** Start of MATERIALS PROVIDED **

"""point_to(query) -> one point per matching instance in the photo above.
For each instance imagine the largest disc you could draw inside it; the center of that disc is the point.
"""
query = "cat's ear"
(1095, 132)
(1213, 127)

** End of MATERIALS PROVIDED **

Echo each of the rows above verbatim, preserving every line and character.

"""point_to(query) -> one point per matching instance in the photo above.
For each instance imagine the largest disc you could draw inside it; the center of that disc is the point.
"""
query = "cat's ear"
(1095, 132)
(1213, 127)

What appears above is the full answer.